§ Document excerpt:
-*-*-
November 10, 2022
On Thu, Nov 10, 2022 at 07:07:33PM +0000, Imperatorn via Digitalmars-d-learn wrote:
> On Thursday, 10 November 2022 at 16:34:53 UTC, Ali Çehreli wrote:
> > On 11/9/22 11:30, Vladimir Panteleev wrote:
> > > On Wednesday, 9 November 2022 at 19:05:58 UTC, Ali Çehreli wrote:
> > >> Running the program shows no output; 'a' is not visited as a directory entry.
> > >
> > > That's not what happens for me:
> > 
> > Does not happen for me today either. (?) I must have confused myself both with my actual program and with a trivial isolated program that I had written to test it.
> > 
> > Unless others have seen the same behavior yesterday there is no bug here today. :p
> > 
> > Ali
> > "walks away with a confused look on his face"
> 
> Oh, did you run the program on Wednesday? Fool!

I think it was because yesterday MSFT stock dipped, but today it rose by 15, so Windows is working properly again.

:-P


T

-- 
"You are a very disagreeable person." "NO."
November 10, 2022
On 11/9/22 12:06, Ali Çehreli wrote:

> I am using its sibling 'ftw'

Now that we know that dirEntries works properly, I decided not to use ftw.

However, ftw performs about twice as fast as dirEntries (despite some common code in the implementation below). I am leaving it here in case somebody finds it useful. (Why don't I put it on github then; ok, some day I will.)

import core.sys.posix.sys.stat;
import std.algorithm;
import std.exception;
import std.file;
import std.path;
import std.range;
import std.string;

// The Posix "file tree walker" function
extern (C)
int ftw(const char *dirpath,
        int function (const char *fpath, const stat_t *sb, int typeflag) fn,
        int nopenfd);

enum TypeFlag {
    FTW_F,   // regular file
    FTW_D,   // directory
    // See 'man nftw' or /usr/include/ftw.h for the other values
}

struct DirectoryEntry {
    string name;
    ulong size;
}

struct WalkResult {
    DirectoryEntry[] entries;
    string[] emptyDirs;
}

WalkResult directoryWalk_ftw(string root) {
    WalkResult impl_() {
        // These have to be 'static' because ftw() does not allow us to pass a
        // context. And that's why this function must only be called from a
        // synchronized block.
-*-*-
§ Data excerpts:
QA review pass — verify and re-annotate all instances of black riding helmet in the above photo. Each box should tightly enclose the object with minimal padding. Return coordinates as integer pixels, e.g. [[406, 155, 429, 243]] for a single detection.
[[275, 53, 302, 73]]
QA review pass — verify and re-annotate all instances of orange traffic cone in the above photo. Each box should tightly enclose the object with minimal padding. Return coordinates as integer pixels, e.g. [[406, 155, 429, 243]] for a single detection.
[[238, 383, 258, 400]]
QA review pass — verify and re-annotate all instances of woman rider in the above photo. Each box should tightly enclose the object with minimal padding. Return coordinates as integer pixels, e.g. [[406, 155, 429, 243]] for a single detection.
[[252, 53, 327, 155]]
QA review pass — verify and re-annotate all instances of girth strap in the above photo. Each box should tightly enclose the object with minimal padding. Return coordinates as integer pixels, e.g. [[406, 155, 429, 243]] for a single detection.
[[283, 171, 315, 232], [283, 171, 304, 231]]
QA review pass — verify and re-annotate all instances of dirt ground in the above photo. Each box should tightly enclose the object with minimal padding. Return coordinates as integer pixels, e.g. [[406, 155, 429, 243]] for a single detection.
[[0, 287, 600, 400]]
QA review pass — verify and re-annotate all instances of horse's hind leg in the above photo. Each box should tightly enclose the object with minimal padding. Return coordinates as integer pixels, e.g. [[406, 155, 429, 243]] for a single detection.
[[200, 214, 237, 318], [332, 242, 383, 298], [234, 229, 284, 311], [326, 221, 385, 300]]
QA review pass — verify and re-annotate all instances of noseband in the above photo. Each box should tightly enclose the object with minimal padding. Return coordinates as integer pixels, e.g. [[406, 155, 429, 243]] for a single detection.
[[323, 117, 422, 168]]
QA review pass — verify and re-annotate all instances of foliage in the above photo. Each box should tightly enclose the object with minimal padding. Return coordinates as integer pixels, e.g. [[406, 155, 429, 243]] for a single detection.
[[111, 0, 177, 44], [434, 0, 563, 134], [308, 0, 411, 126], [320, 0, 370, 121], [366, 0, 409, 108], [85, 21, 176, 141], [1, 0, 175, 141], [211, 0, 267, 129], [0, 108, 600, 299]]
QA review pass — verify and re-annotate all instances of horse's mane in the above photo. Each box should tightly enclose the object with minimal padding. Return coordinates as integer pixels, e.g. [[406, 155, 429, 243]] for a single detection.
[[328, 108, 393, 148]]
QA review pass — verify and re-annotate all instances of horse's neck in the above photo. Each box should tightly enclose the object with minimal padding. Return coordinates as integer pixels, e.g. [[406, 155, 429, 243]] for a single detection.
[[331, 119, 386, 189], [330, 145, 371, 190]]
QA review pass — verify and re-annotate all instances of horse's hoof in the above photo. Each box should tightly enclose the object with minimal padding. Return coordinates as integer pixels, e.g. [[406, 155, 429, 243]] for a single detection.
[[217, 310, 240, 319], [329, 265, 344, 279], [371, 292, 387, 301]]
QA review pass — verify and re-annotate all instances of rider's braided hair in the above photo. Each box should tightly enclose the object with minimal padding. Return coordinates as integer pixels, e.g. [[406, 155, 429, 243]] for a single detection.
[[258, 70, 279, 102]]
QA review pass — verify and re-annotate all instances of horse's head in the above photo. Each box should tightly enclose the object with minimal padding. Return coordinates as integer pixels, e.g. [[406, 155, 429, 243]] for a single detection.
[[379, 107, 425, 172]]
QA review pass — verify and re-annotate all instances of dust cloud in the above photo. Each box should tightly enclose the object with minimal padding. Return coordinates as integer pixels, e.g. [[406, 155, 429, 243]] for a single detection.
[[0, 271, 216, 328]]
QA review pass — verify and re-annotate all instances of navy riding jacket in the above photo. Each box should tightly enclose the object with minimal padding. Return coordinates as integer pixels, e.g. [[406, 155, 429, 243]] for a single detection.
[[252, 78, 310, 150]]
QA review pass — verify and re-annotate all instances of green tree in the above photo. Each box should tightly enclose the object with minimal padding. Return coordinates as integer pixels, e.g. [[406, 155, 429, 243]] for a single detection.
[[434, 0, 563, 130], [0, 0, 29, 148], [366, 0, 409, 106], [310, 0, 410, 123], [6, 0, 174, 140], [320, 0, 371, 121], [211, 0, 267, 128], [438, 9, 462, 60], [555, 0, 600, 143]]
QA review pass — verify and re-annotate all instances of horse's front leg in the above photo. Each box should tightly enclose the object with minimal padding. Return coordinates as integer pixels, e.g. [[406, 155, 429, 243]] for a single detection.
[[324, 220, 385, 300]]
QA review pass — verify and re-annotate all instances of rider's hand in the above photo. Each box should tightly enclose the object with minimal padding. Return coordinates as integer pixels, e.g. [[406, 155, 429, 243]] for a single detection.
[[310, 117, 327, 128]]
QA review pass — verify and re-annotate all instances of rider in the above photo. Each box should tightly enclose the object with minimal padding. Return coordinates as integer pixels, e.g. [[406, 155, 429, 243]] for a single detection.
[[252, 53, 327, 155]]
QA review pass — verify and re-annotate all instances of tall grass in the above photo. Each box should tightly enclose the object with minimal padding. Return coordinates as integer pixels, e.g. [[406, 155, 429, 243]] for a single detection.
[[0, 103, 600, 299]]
-*-*-
§ Problem:
Please write out the entire forum thread on dirEntries and ftw from above, word for word.

§ Correct result:
November 10, 2022
On Thu, Nov 10, 2022 at 07:07:33PM +0000, Imperatorn via Digitalmars-d-learn wrote:
> On Thursday, 10 November 2022 at 16:34:53 UTC, Ali Çehreli wrote:
> > On 11/9/22 11:30, Vladimir Panteleev wrote:
> > > On Wednesday, 9 November 2022 at 19:05:58 UTC, Ali Çehreli wrote:
> > >> Running the program shows no output; 'a' is not visited as a directory entry.
> > >
> > > That's not what happens for me:
> > 
> > Does not happen for me today either. (?) I must have confused myself both with my actual program and with a trivial isolated program that I had written to test it.
> > 
> > Unless others have seen the same behavior yesterday there is no bug here today. :p
> > 
> > Ali
> > "walks away with a confused look on his face"
> 
> Oh, did you run the program on Wednesday? Fool!

I think it was because yesterday MSFT stock dipped, but today it rose by 15, so Windows is working properly again.

:-P


T

-- 
"You are a very disagreeable person." "NO."
November 10, 2022
On 11/9/22 12:06, Ali Çehreli wrote:

> I am using its sibling 'ftw'

Now that we know that dirEntries works properly, I decided not to use ftw.

However, ftw performs about twice as fast as dirEntries (despite some common code in the implementation below). I am leaving it here in case somebody finds it useful. (Why don't I put it on github then; ok, some day I will.)

import core.sys.posix.sys.stat;
import std.algorithm;
import std.exception;
import std.file;
import std.path;
import std.range;
import std.string;

// The Posix "file tree walker" function
extern (C)
int ftw(const char *dirpath,
        int function (const char *fpath, const stat_t *sb, int typeflag) fn,
        int nopenfd);

enum TypeFlag {
    FTW_F,   // regular file
    FTW_D,   // directory
    // See 'man nftw' or /usr/include/ftw.h for the other values
}

struct DirectoryEntry {
    string name;
    ulong size;
}

struct WalkResult {
    DirectoryEntry[] entries;
    string[] emptyDirs;
}

WalkResult directoryWalk_ftw(string root) {
    WalkResult impl_() {
        // These have to be 'static' because ftw() does not allow us to pass a
        // context. And that's why this function must only be called from a
        // synchronized block.